Problem requirements:
Skip the pictures. Give all the data again exactly.

Start of Block

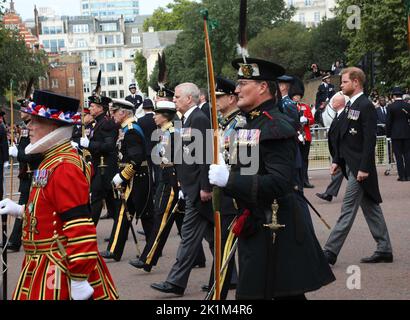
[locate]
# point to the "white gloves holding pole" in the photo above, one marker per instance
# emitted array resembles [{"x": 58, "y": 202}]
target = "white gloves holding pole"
[
  {"x": 9, "y": 207},
  {"x": 219, "y": 173},
  {"x": 81, "y": 290}
]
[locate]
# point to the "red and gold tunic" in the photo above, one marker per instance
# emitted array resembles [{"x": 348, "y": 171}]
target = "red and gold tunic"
[{"x": 59, "y": 236}]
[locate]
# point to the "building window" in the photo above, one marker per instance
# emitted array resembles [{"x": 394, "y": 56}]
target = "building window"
[
  {"x": 113, "y": 94},
  {"x": 112, "y": 81},
  {"x": 111, "y": 67},
  {"x": 302, "y": 18},
  {"x": 54, "y": 83},
  {"x": 80, "y": 28},
  {"x": 317, "y": 17},
  {"x": 87, "y": 88},
  {"x": 81, "y": 43},
  {"x": 61, "y": 44},
  {"x": 110, "y": 54},
  {"x": 135, "y": 39},
  {"x": 108, "y": 27}
]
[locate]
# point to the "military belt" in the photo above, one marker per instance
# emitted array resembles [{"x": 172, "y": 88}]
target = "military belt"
[
  {"x": 32, "y": 247},
  {"x": 123, "y": 165}
]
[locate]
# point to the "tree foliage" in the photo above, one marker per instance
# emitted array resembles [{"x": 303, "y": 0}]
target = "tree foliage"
[
  {"x": 141, "y": 71},
  {"x": 327, "y": 43},
  {"x": 18, "y": 63},
  {"x": 168, "y": 18},
  {"x": 186, "y": 59},
  {"x": 383, "y": 31},
  {"x": 287, "y": 44}
]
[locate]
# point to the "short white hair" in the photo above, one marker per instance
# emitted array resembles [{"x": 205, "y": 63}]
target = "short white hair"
[{"x": 189, "y": 89}]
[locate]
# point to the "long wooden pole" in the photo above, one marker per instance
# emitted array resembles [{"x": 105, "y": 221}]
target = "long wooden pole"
[{"x": 216, "y": 190}]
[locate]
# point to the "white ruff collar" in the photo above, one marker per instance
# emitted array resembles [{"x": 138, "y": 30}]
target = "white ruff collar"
[{"x": 52, "y": 139}]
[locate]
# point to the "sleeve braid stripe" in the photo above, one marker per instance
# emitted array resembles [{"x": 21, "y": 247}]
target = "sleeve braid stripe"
[{"x": 128, "y": 172}]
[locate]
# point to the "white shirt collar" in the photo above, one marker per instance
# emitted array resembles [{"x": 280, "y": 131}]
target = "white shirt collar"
[
  {"x": 354, "y": 98},
  {"x": 188, "y": 113}
]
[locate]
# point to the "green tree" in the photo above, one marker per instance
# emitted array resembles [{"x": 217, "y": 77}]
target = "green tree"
[
  {"x": 170, "y": 17},
  {"x": 186, "y": 59},
  {"x": 141, "y": 72},
  {"x": 18, "y": 63},
  {"x": 382, "y": 32},
  {"x": 327, "y": 44},
  {"x": 287, "y": 44}
]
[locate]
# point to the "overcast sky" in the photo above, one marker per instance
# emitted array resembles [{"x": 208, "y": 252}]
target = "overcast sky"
[{"x": 72, "y": 7}]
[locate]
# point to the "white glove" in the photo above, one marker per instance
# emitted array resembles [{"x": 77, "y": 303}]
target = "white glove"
[
  {"x": 81, "y": 290},
  {"x": 84, "y": 142},
  {"x": 219, "y": 173},
  {"x": 181, "y": 195},
  {"x": 8, "y": 206},
  {"x": 13, "y": 151},
  {"x": 117, "y": 180}
]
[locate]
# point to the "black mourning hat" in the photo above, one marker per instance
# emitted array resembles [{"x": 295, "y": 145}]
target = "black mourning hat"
[
  {"x": 224, "y": 86},
  {"x": 164, "y": 92},
  {"x": 297, "y": 88},
  {"x": 122, "y": 104},
  {"x": 397, "y": 91},
  {"x": 287, "y": 79},
  {"x": 165, "y": 107},
  {"x": 52, "y": 106},
  {"x": 100, "y": 100},
  {"x": 257, "y": 69},
  {"x": 147, "y": 104}
]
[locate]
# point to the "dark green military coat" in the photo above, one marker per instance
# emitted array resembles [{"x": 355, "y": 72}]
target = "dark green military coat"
[{"x": 294, "y": 264}]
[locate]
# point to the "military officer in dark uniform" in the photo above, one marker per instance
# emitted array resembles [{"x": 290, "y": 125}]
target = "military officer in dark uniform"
[
  {"x": 230, "y": 122},
  {"x": 398, "y": 129},
  {"x": 133, "y": 179},
  {"x": 134, "y": 98},
  {"x": 102, "y": 146},
  {"x": 27, "y": 164},
  {"x": 89, "y": 124},
  {"x": 279, "y": 255},
  {"x": 167, "y": 191}
]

End of Block

Task output:
[locate]
# point to the "white gloves holding pole" in the photo above, one marker per instance
# emitted array resembles [{"x": 58, "y": 202}]
target = "white gloves holding pole"
[
  {"x": 9, "y": 207},
  {"x": 219, "y": 173},
  {"x": 81, "y": 290}
]
[locate]
# point to the "red and gold tunic" in the photo above, one marker per instance
# emitted array resembles [{"x": 348, "y": 171}]
target = "red and gold tunic"
[{"x": 59, "y": 236}]
[locate]
# point to the "building window" in the photo above, one marker per instance
# emitted array resembles [{"x": 394, "y": 56}]
target = "building window"
[
  {"x": 113, "y": 94},
  {"x": 112, "y": 81},
  {"x": 111, "y": 67},
  {"x": 302, "y": 18},
  {"x": 54, "y": 83},
  {"x": 80, "y": 28},
  {"x": 317, "y": 17},
  {"x": 87, "y": 88},
  {"x": 81, "y": 43},
  {"x": 61, "y": 44},
  {"x": 110, "y": 54},
  {"x": 135, "y": 39},
  {"x": 108, "y": 27}
]
[locate]
# point to the "military belt" in the photo above, one marker per instance
# emitted array resembles [{"x": 172, "y": 88}]
target = "military belt"
[
  {"x": 32, "y": 247},
  {"x": 123, "y": 165}
]
[locate]
# point to the "tree foliage" in the photo above, one marker per instance
# emitted array resembles [{"x": 303, "y": 0}]
target = "tree foliage"
[
  {"x": 141, "y": 71},
  {"x": 327, "y": 43},
  {"x": 18, "y": 63},
  {"x": 168, "y": 18},
  {"x": 186, "y": 59},
  {"x": 383, "y": 31},
  {"x": 287, "y": 44}
]
[locate]
# point to the "short white hair" in the photo above, one marker per instance
# emitted array resembles [{"x": 205, "y": 63}]
target = "short white hair"
[{"x": 189, "y": 89}]
[locate]
# point to the "long wooden pole" in the photo above, one marker per instance
# emitted array resembles [{"x": 105, "y": 221}]
target = "long wooden pole"
[{"x": 216, "y": 190}]
[locate]
# point to the "white ruff collar" in the photo above, one marker per instance
# emitted array resembles [{"x": 138, "y": 30}]
target = "white ruff collar"
[{"x": 52, "y": 139}]
[locate]
# point to the "sleeve braid stripe" in the photo above, one marker per instance
# emitted array resembles [{"x": 21, "y": 247}]
target = "sleeve braid stripe"
[{"x": 128, "y": 172}]
[locate]
# point to the "white shirt collar" in the photo above, one marker per instance
# emitted array resembles [{"x": 280, "y": 131}]
target = "white shirt collar"
[
  {"x": 354, "y": 98},
  {"x": 188, "y": 113}
]
[locate]
# point to the "green tree" in the photo above, one marker per instance
# emitted array resembles [{"x": 217, "y": 77}]
target = "green tree"
[
  {"x": 170, "y": 17},
  {"x": 186, "y": 59},
  {"x": 141, "y": 72},
  {"x": 18, "y": 63},
  {"x": 382, "y": 32},
  {"x": 327, "y": 44},
  {"x": 287, "y": 44}
]
[locate]
# point to the "overcast sky" in the photo above, one marker per instance
# emitted array resembles [{"x": 208, "y": 252}]
target = "overcast sky"
[{"x": 72, "y": 7}]
[locate]
# point to the "white glove" in the photo above, one marker per instance
# emitted array resembles [{"x": 77, "y": 303}]
target = "white glove"
[
  {"x": 81, "y": 290},
  {"x": 84, "y": 142},
  {"x": 219, "y": 173},
  {"x": 181, "y": 195},
  {"x": 8, "y": 206},
  {"x": 13, "y": 151},
  {"x": 117, "y": 180}
]
[locate]
# point to the "black mourning hat" in the photo above, one marker per instance
# emitted array resembles [{"x": 295, "y": 145}]
target = "black mourning hat"
[
  {"x": 224, "y": 86},
  {"x": 164, "y": 92},
  {"x": 297, "y": 88},
  {"x": 122, "y": 104},
  {"x": 397, "y": 91},
  {"x": 287, "y": 79},
  {"x": 165, "y": 107},
  {"x": 52, "y": 106},
  {"x": 100, "y": 100},
  {"x": 257, "y": 69},
  {"x": 147, "y": 104}
]
[locate]
# point to the "dark green military coat" in the photo above, one marker per instance
# emitted array resembles [{"x": 355, "y": 72}]
target = "dark green military coat"
[{"x": 294, "y": 264}]
[locate]
# point to the "military officer in dark uniform" in the photo above, one marker per instance
# emitted array resembles [{"x": 290, "y": 125}]
target = "military officer in dark uniform"
[
  {"x": 230, "y": 122},
  {"x": 398, "y": 129},
  {"x": 133, "y": 179},
  {"x": 134, "y": 98},
  {"x": 102, "y": 146},
  {"x": 27, "y": 164},
  {"x": 89, "y": 124},
  {"x": 279, "y": 255},
  {"x": 167, "y": 191}
]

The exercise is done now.